---------- Passage to read ----------

# **Document Loading**

Document loading refers to the process of fetching and retrieving content from external sources such as websites or databases into an application or system. It is essential for accessing and utilizing data, text, or multimedia resources dynamically, enabling applications to display, process, or manipulate information sourced from various repositories. This capability is crucial for real-time updates, content integration, and efficient data handling in modern software and web development.



In [None]:
%%capture
# update or install the necessary libraries
!pip install --upgrade langchain langchain_community langchain_aws pypdf python-dotenv

In [None]:
import os
from dotenv import load_dotenv

# Load environment variables from .env file
load_dotenv()

os.environ["AWS_ACCESS_KEY_ID"] = os.getenv("AWS_ACCESS_KEY_ID")
os.environ["AWS_SECRET_ACCESS_KEY"] = os.getenv("AWS_SECRET_ACCESS_KEY")
os.environ["AWS_DEFAULT_REGION"] = os.getenv("AWS_DEFAULT_REGION")

# **PDF**

In [None]:
from langchain.document_loaders import PyPDFLoader
loader = PyPDFLoader("./content/MachineLearning-Lecture01.pdf")
pages = loader.load()

In [None]:
len(pages)

---------- Dataset entries ----------

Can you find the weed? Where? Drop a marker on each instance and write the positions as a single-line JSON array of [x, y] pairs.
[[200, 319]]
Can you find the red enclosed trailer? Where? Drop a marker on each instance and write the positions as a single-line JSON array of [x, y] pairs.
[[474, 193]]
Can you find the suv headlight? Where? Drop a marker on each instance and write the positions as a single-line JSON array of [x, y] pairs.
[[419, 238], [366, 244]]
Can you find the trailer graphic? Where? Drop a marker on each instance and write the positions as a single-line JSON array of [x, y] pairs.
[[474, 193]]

----------
---------- Dataset entries ----------

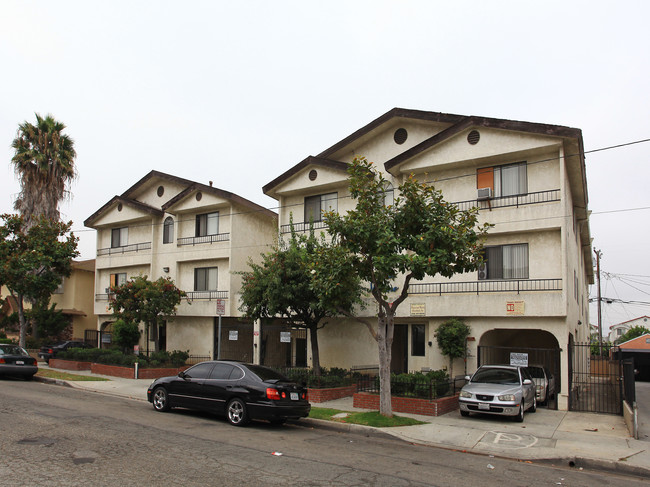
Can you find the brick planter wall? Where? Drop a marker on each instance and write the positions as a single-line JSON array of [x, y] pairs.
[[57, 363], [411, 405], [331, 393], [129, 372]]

----------
---------- Dataset entries ----------

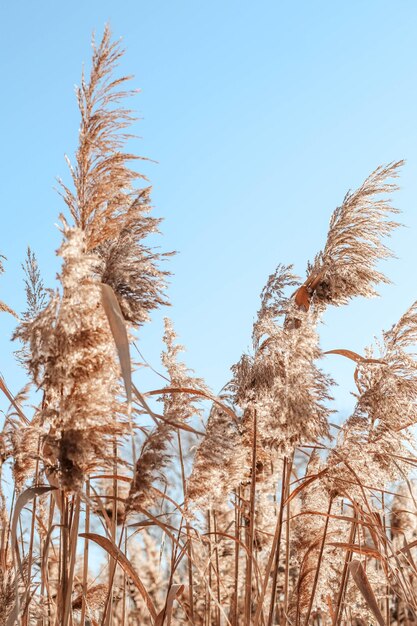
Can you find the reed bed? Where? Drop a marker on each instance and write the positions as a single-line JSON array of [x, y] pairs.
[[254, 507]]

----------

**Given request A**. Decide whether each statement below agrees with the passage on document loading. Answer yes or no for each, and quote the deciding words of the passage. (i) Document loading is described as crucial for real-time updates. (ii) The PDF loader is imported from langchain.document_loaders. (iii) The environment variables are loaded from a .json file.
**Given request B**. In the passage on document loading, what file path is passed to PyPDFLoader?
**Given request C**. Reproduce the part of the passage on document loading that opens with the words containing "# **Document Loading**" and closes with "and web development.".

**Full answer A**.
(i) Yes: "This capability is crucial for real-time updates, content integration, and efficient data handling in modern software and web development."
(ii) Yes: "from langchain.document_loaders import PyPDFLoader"
(iii) No: "Load environment variables from .env file"

**Full answer B**. "./content/MachineLearning-Lecture01.pdf"

**Full answer C**.
# **Document Loading**

Document loading refers to the process of fetching and retrieving content from external sources such as websites or databases into an application or system. It is essential for accessing and utilizing data, text, or multimedia resources dynamically, enabling applications to display, process, or manipulate information sourced from various repositories. This capability is crucial for real-time updates, content integration, and efficient data handling in modern software and web development.